══ DATASET ══
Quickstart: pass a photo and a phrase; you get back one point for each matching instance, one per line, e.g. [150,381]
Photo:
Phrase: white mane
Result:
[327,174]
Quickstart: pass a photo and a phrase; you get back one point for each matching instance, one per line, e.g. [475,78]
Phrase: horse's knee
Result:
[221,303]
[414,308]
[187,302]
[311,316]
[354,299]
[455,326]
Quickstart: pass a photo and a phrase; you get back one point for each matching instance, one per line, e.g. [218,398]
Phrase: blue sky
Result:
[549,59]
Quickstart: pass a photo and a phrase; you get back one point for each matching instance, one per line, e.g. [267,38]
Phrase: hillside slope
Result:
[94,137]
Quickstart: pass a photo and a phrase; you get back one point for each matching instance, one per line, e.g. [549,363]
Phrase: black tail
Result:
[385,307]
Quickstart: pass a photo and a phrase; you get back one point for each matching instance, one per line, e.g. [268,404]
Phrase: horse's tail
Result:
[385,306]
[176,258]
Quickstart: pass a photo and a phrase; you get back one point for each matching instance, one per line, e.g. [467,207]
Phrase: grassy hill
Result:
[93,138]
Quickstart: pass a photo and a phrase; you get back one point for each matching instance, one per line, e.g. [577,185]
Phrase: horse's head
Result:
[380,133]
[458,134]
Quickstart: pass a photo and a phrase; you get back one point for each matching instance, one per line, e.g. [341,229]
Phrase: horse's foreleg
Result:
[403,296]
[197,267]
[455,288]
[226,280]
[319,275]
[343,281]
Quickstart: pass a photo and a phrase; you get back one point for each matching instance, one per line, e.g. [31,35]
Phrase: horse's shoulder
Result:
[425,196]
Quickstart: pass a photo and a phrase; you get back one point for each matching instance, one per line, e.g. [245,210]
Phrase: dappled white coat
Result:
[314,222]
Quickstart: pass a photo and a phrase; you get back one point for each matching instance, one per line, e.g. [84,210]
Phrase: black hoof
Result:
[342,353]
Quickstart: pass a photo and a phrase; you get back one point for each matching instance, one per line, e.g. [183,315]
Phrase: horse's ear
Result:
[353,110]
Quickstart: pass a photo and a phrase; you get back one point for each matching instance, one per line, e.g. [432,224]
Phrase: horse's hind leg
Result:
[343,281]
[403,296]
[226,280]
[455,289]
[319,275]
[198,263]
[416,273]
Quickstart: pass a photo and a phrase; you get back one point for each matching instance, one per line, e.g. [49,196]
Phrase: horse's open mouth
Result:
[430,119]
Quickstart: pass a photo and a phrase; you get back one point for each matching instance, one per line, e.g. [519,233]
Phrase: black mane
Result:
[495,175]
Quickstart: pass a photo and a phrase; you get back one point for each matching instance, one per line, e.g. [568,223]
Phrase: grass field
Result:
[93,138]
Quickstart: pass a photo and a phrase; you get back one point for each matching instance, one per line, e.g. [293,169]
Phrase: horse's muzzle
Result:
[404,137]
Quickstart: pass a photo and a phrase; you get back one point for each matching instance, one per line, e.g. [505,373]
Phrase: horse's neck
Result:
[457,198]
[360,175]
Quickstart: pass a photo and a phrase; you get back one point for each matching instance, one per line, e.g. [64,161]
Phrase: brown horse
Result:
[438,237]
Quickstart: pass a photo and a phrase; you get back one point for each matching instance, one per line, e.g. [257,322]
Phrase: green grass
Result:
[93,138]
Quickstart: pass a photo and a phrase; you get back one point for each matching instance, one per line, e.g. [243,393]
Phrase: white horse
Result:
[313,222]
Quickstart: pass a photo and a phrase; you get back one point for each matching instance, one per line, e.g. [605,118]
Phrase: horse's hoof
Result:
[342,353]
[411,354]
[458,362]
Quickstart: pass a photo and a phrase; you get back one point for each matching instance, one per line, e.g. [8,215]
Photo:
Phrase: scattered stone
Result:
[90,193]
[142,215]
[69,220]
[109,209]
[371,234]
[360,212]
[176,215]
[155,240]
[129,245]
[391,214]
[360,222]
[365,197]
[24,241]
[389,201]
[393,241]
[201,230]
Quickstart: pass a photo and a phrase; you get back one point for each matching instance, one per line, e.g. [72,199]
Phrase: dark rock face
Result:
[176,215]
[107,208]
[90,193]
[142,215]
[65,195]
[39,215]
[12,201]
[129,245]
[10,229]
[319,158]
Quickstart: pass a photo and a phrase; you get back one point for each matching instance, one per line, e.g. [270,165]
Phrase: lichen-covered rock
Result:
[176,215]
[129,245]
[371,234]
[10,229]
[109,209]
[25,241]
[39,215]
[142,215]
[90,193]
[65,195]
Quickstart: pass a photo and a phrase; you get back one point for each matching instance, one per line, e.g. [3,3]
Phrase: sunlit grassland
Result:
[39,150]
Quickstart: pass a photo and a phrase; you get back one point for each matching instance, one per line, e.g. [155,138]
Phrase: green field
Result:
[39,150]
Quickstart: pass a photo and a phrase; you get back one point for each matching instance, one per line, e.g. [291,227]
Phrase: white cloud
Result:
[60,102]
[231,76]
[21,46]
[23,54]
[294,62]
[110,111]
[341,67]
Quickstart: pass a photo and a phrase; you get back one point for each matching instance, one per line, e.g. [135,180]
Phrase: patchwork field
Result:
═══
§ **TASK REQUIREMENTS**:
Repeat every record, keeping each word and mark exactly as it is.

§ **EXERCISE RESPONSE**:
Quickstart: pass a photo and a phrase; you get back one point for each matching instance, one per line, e.g. [150,381]
Photo:
Phrase: white mane
Result:
[327,174]
Quickstart: pass a photo and a phrase; you get back one point for each matching instance, one per line, e.g. [475,78]
Phrase: horse's knee
Result:
[221,303]
[414,308]
[187,302]
[311,316]
[354,299]
[455,326]
Quickstart: pass a photo and a phrase; you get back one point for each matching instance, one per line, e.g. [218,398]
Phrase: blue sky
Result:
[549,59]
Quickstart: pass a photo and a phrase; you get back one point for each matching instance, one per line, e.g. [267,38]
Phrase: hillside slope
Result:
[94,137]
Quickstart: pass a photo and a phrase; you get back one point for each matching instance, one per line, e.g. [549,363]
Phrase: black tail
Result:
[385,307]
Quickstart: pass a photo and a phrase; you get back one point for each matching instance, one per line, e.g. [268,404]
Phrase: horse's tail
Result:
[385,306]
[176,258]
Quickstart: pass a photo and a phrase; you get back one point for each matching instance, one per line, e.g. [467,207]
Phrase: grassy hill
Result:
[93,138]
Quickstart: pass a photo and a phrase; you get back one point for each matching instance, one per line, e.g. [577,185]
Phrase: horse's head
Result:
[380,133]
[458,134]
Quickstart: pass a photo and a phrase; you get back one point for each matching instance, one per line, e.g. [341,229]
Phrase: horse's foreleg
Result:
[403,296]
[197,267]
[455,288]
[226,280]
[319,275]
[343,281]
Quickstart: pass a photo and a phrase; you get back one point for each matching instance, one per line, e.g. [31,35]
Phrase: horse's shoulder
Result:
[425,196]
Quickstart: pass a photo and a phrase; you get back one point for each matching instance, one per line, e.g. [245,210]
Phrase: dappled white coat
Result:
[314,222]
Quickstart: pass a photo and a phrase; you get back one point for each matching instance, one per line, e.g. [84,210]
Phrase: black hoof
Result:
[342,353]
Quickstart: pass a photo and a phrase; you get back one point for each matching instance, one per line, e.g. [183,315]
Phrase: horse's ear
Result:
[353,110]
Quickstart: pass a photo and a phrase; you get back one point for each matching instance, one per line, e.g. [432,224]
Phrase: horse's hind leg
Result:
[343,281]
[403,296]
[226,280]
[455,289]
[319,275]
[198,263]
[416,273]
Quickstart: pass a photo and a phrase; you get back one point for each matching instance, one per line, e.g. [49,196]
Phrase: horse's open mouth
Result:
[430,119]
Quickstart: pass a photo and a phrase; you get back one point for each matching instance, one per line, e.g. [519,233]
Phrase: black mane
Result:
[495,175]
Quickstart: pass a photo and a phrase; you get back one point for each matching instance, one per line, e.g. [568,223]
Phrase: grass field
Result:
[93,138]
Quickstart: pass a photo and a phrase; you get back one point for each matching instance, one per line, e.g. [293,169]
Phrase: horse's muzzle
Result:
[404,137]
Quickstart: pass a photo and a phrase; you get back one point for each matching instance, one per line, e.g. [505,373]
Phrase: horse's neck
Result:
[457,198]
[360,175]
Quickstart: pass a photo and a phrase; you get back one point for each matching instance, one per line, e.g. [64,161]
Phrase: brown horse
Result:
[438,237]
Quickstart: pass a photo and a phrase; you get back one point for each matching instance, one per line, e.g. [257,322]
Phrase: green grass
Result:
[93,138]
Quickstart: pass a photo and a phrase; you get back one point for each matching instance, one per line, e.g. [243,393]
Phrase: white horse
Result:
[313,222]
Quickstart: pass a photo and a phrase; you get back one point for each matching instance, one per line, e.g. [605,118]
Phrase: horse's hoof
Result:
[342,353]
[411,354]
[458,362]
Quickstart: pass a photo and a phrase; you get back one point for each matching instance, one per line, e.g. [8,215]
Photo:
Phrase: scattered stone
Result:
[90,193]
[142,215]
[69,220]
[109,209]
[371,234]
[360,212]
[176,215]
[155,240]
[129,245]
[391,214]
[360,222]
[365,197]
[24,241]
[389,201]
[393,241]
[201,230]
Quickstart: pass a photo and a phrase; you get back one point for each matching instance, one per line, e.g. [72,199]
Phrase: dark rock face
Result:
[176,215]
[107,208]
[90,193]
[142,215]
[65,195]
[39,215]
[12,201]
[129,245]
[10,229]
[319,158]
Quickstart: pass a photo and a phrase; you get back one point for each matching instance, one per line, e.g. [270,165]
Phrase: lichen-covered rock
Result:
[176,215]
[129,245]
[371,234]
[10,229]
[109,209]
[25,241]
[39,215]
[142,215]
[90,193]
[65,195]
Quickstart: pass a photo and a phrase; you get back one point for each matching instance, one per line, e.g. [3,3]
Phrase: sunlit grassland
Result:
[39,150]
Quickstart: pass a photo and a phrase; you get back one point for each matching instance, one per line, e.g. [155,138]
Phrase: green field
Result:
[39,150]
Quickstart: pass a photo and a phrase; you get back one point for each matching instance, one per line, e.g. [291,227]
Phrase: white cloud
Result:
[60,102]
[231,76]
[21,46]
[23,54]
[294,62]
[110,111]
[341,67]
Quickstart: pass a photo and a phrase; you get back one point for each matching instance, one per line, e.g. [135,180]
Phrase: patchwork field
Result:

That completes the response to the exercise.